## Request
Retype each of the lines below word for word, omitting the pictures from your answer.

***** Data for this task

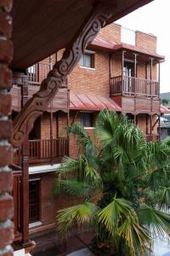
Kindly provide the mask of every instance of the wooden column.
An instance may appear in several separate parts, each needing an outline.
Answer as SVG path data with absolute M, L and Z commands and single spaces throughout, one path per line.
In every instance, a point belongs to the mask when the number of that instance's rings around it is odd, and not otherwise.
M 136 66 L 137 66 L 137 60 L 136 60 L 137 55 L 134 54 L 134 113 L 136 115 L 136 86 L 137 86 L 137 83 L 136 83 L 136 77 L 137 77 L 137 70 L 136 70 Z
M 152 140 L 152 114 L 150 117 L 150 139 Z
M 158 95 L 160 96 L 161 62 L 158 62 Z
M 150 58 L 150 96 L 152 96 L 152 67 L 153 66 L 153 59 Z
M 68 95 L 68 101 L 67 101 L 67 109 L 68 109 L 68 113 L 67 113 L 67 127 L 68 125 L 70 125 L 70 108 L 69 108 L 69 106 L 70 106 L 70 89 L 68 89 L 68 91 L 67 91 Z M 69 132 L 68 132 L 68 129 L 66 131 L 67 132 L 67 155 L 70 155 L 70 136 L 69 136 Z
M 50 103 L 50 159 L 51 159 L 51 165 L 53 165 L 53 151 L 54 151 L 54 140 L 53 140 L 53 125 L 54 125 L 54 116 L 53 116 L 53 103 Z
M 159 136 L 159 141 L 161 141 L 161 114 L 158 115 L 158 119 L 159 119 L 159 124 L 158 124 L 158 136 Z
M 125 61 L 125 51 L 122 50 L 122 93 L 123 94 L 124 92 L 124 74 L 123 74 L 123 68 L 124 68 L 124 61 Z
M 148 79 L 148 63 L 145 62 L 145 79 Z
M 26 76 L 23 74 L 21 86 L 21 108 L 28 100 L 28 84 Z M 22 243 L 23 247 L 30 246 L 29 240 L 29 140 L 26 137 L 21 147 L 22 154 Z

**********

## Reply
Kindly provide the mask of every instance of the wooden column.
An instance may appear in several separate parts, each needing an outline.
Answer as SVG path data with absolute M, L and Z commands and single spaces throughout, one path per line.
In every instance, a point belongs to the mask when the number of that instance's rings around it is odd, and not otherwise.
M 136 66 L 137 66 L 137 60 L 136 60 L 137 55 L 134 54 L 134 113 L 136 115 L 136 86 L 137 86 L 137 83 L 136 83 L 136 77 L 137 77 L 137 70 L 136 70 Z
M 152 140 L 152 114 L 150 117 L 150 139 Z
M 158 95 L 160 96 L 161 62 L 158 62 Z
M 150 58 L 150 96 L 152 96 L 152 67 L 153 66 L 153 59 Z
M 68 95 L 68 101 L 67 101 L 67 109 L 68 109 L 68 113 L 67 113 L 67 127 L 68 125 L 70 125 L 70 108 L 69 108 L 69 106 L 70 106 L 70 89 L 68 89 L 68 91 L 67 91 Z M 69 132 L 68 132 L 68 129 L 66 131 L 67 132 L 67 155 L 70 155 L 70 136 L 69 136 Z
M 50 103 L 50 159 L 51 159 L 51 165 L 53 165 L 53 151 L 54 151 L 54 140 L 53 140 L 53 125 L 54 125 L 54 116 L 53 116 L 53 103 Z
M 159 136 L 159 141 L 161 141 L 161 114 L 158 115 L 158 119 L 159 119 L 159 124 L 158 124 L 158 136 Z
M 125 61 L 125 51 L 122 50 L 122 93 L 123 94 L 124 92 L 124 74 L 123 74 L 123 68 L 124 68 L 124 61 Z
M 148 79 L 148 63 L 145 62 L 145 79 Z
M 26 76 L 23 74 L 21 86 L 21 108 L 28 100 L 28 84 Z M 22 243 L 23 247 L 30 246 L 29 240 L 29 140 L 26 137 L 21 147 L 22 154 Z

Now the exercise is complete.